##### EXTRACT PROVIDED #####

I still consider having to copy-and-paste that license (and later
having to remove it and replace it with a reference to the one in
common-licenses) papercuts -- they're annoying, but not the end of the
world. And I guess we won't have to worry about removing them for
another few years yet.. so we can let future-me deal with it :-)

On Sun, Aug 30, 2009 at 2:35 AM, Charles Plessyple...@debian.org wrote:
 Le Sat, Aug 29, 2009 at 02:23:26PM +0200, gregor herrmann a écrit :

 As a first approach I've grepped thruugh the lintian lab:

 gre...@bellini:/org/lintian.debian.org/laboratory/source$ egrep (Artistic 
 License (Version )*2|Artistic-2) */debfiles/copyright | cut -f1 -d/ | uniq 
 | wc -l
 19

 Interestingly, this list does not fully overlap with the result of a search 
 for
 The Artistic Licence 2.0 using OpenGrok.

##### RECORDED INFORMATION #####

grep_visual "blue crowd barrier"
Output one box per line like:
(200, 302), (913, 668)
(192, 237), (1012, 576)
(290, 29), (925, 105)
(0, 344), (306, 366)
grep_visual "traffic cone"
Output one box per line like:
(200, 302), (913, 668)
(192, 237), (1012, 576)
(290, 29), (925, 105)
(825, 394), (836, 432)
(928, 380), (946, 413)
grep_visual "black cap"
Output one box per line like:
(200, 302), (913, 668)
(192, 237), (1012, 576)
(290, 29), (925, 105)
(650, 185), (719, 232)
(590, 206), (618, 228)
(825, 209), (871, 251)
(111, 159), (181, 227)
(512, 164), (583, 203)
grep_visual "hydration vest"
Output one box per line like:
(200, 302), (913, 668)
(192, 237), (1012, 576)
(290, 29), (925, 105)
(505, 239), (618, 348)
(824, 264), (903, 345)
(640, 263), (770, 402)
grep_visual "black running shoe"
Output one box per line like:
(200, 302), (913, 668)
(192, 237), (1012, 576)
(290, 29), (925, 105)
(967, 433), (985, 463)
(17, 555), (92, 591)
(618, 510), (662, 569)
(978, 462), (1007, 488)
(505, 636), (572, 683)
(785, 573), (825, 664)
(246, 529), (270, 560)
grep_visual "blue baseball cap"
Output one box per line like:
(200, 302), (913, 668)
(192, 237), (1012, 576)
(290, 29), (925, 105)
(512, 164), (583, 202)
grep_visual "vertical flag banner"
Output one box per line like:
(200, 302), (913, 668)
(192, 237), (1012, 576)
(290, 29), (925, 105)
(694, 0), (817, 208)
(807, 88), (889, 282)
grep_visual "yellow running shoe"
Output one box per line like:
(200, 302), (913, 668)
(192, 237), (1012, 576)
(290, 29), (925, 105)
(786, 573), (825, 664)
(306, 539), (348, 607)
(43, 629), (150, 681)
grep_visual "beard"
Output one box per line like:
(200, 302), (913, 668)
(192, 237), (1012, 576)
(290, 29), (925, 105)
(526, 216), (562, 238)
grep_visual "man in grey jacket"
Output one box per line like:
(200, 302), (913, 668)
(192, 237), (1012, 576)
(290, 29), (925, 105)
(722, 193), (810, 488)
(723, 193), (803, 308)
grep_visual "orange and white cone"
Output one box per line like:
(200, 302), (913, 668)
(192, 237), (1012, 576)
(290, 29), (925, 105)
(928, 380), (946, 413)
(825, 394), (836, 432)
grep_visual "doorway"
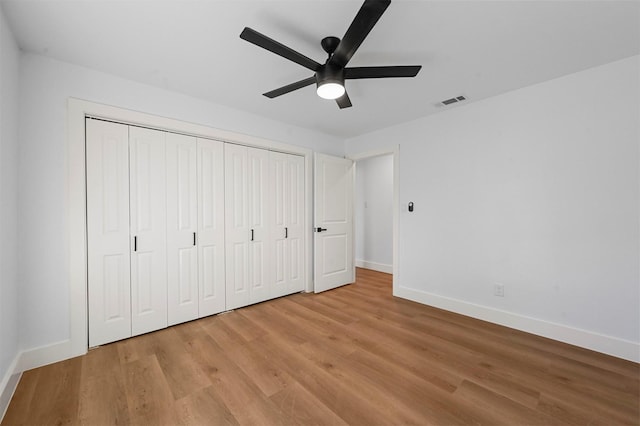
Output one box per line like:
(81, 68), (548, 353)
(350, 146), (400, 294)
(354, 154), (393, 274)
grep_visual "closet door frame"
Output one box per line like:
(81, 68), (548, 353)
(67, 98), (313, 362)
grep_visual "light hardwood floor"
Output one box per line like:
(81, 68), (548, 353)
(2, 269), (640, 425)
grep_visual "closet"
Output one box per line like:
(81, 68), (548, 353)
(86, 118), (304, 346)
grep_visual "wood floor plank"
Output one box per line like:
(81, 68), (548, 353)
(78, 356), (131, 426)
(122, 355), (179, 425)
(2, 269), (640, 426)
(172, 386), (239, 426)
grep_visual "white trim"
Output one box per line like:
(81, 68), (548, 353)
(66, 98), (313, 362)
(356, 259), (393, 274)
(393, 286), (640, 362)
(0, 354), (22, 422)
(16, 340), (73, 372)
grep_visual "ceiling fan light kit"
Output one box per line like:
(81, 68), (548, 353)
(240, 0), (422, 109)
(316, 62), (346, 99)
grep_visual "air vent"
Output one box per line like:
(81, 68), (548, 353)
(440, 95), (467, 105)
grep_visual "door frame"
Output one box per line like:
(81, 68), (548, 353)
(64, 98), (313, 360)
(347, 145), (401, 296)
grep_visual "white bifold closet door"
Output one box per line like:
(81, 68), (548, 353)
(269, 152), (304, 297)
(224, 144), (272, 309)
(166, 133), (199, 325)
(129, 126), (167, 336)
(197, 139), (226, 317)
(225, 144), (304, 309)
(86, 119), (131, 346)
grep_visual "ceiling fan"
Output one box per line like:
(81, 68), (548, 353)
(240, 0), (422, 109)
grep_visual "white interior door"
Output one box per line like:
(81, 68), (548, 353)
(166, 133), (198, 325)
(314, 153), (355, 293)
(198, 139), (225, 317)
(129, 126), (167, 336)
(86, 119), (131, 347)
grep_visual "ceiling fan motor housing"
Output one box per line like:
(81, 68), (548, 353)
(316, 62), (344, 86)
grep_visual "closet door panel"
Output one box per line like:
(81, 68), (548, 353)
(247, 148), (273, 303)
(166, 133), (199, 325)
(224, 144), (250, 309)
(197, 139), (225, 317)
(86, 119), (131, 347)
(285, 155), (304, 293)
(129, 127), (167, 335)
(270, 152), (288, 297)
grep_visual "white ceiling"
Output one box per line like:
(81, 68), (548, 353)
(0, 0), (640, 138)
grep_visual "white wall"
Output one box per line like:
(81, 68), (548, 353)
(354, 154), (393, 273)
(19, 54), (344, 350)
(346, 56), (640, 361)
(0, 2), (20, 412)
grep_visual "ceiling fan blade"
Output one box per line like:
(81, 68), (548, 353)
(329, 0), (391, 68)
(240, 27), (320, 71)
(263, 75), (316, 99)
(336, 92), (352, 109)
(344, 65), (422, 80)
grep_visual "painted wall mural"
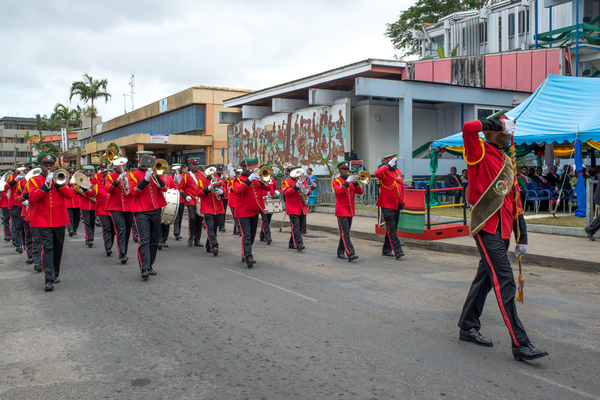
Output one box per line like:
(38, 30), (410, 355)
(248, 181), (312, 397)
(229, 104), (347, 173)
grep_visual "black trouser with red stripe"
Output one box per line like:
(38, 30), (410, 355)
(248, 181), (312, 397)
(338, 217), (355, 256)
(98, 215), (115, 251)
(204, 214), (224, 252)
(81, 210), (96, 242)
(381, 207), (403, 255)
(37, 226), (65, 283)
(260, 213), (273, 242)
(458, 228), (529, 347)
(67, 208), (81, 233)
(237, 214), (258, 262)
(187, 205), (202, 243)
(10, 206), (23, 247)
(2, 207), (12, 237)
(133, 208), (161, 272)
(289, 214), (306, 249)
(110, 211), (133, 257)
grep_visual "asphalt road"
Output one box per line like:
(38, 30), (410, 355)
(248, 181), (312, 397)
(0, 219), (600, 399)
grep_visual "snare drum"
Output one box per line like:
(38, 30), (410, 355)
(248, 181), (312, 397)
(160, 189), (180, 225)
(265, 199), (283, 214)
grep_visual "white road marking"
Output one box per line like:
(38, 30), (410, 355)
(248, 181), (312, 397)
(521, 371), (600, 400)
(223, 268), (319, 302)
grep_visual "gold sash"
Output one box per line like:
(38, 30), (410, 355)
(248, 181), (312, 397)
(469, 157), (515, 237)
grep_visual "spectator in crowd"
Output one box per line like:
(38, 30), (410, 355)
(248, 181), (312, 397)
(444, 167), (462, 204)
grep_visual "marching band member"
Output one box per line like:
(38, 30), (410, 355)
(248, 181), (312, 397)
(128, 153), (167, 279)
(331, 161), (363, 261)
(80, 165), (97, 247)
(281, 166), (310, 251)
(65, 168), (81, 236)
(260, 164), (280, 244)
(179, 158), (204, 247)
(0, 168), (12, 242)
(198, 165), (225, 257)
(6, 164), (25, 254)
(29, 154), (73, 292)
(104, 160), (133, 264)
(216, 164), (229, 232)
(458, 116), (548, 361)
(164, 164), (185, 242)
(233, 158), (265, 268)
(375, 154), (406, 260)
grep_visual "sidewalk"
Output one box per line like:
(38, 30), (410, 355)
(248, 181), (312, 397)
(300, 212), (600, 272)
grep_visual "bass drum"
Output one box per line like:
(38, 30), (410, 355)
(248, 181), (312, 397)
(160, 189), (180, 225)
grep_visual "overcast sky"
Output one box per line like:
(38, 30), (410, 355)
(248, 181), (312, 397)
(0, 0), (414, 121)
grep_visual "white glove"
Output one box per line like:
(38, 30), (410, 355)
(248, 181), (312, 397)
(515, 244), (527, 257)
(502, 118), (515, 136)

#####

◆ THINGS TO DO ◆
[A] In the excerpt about the Artistic License, why does the writer say the removal work can be left to "future-me"?
[B] In the excerpt about the Artistic License, what number did the grep through the lintian lab return?

◆ SOLUTIONS TO THE PROBLEMS ◆
[A] The writer expects no need to worry about removing the pasted license text for another few years yet. Since the job is that far off, it can be postponed to a later self.

[B] It returned 19.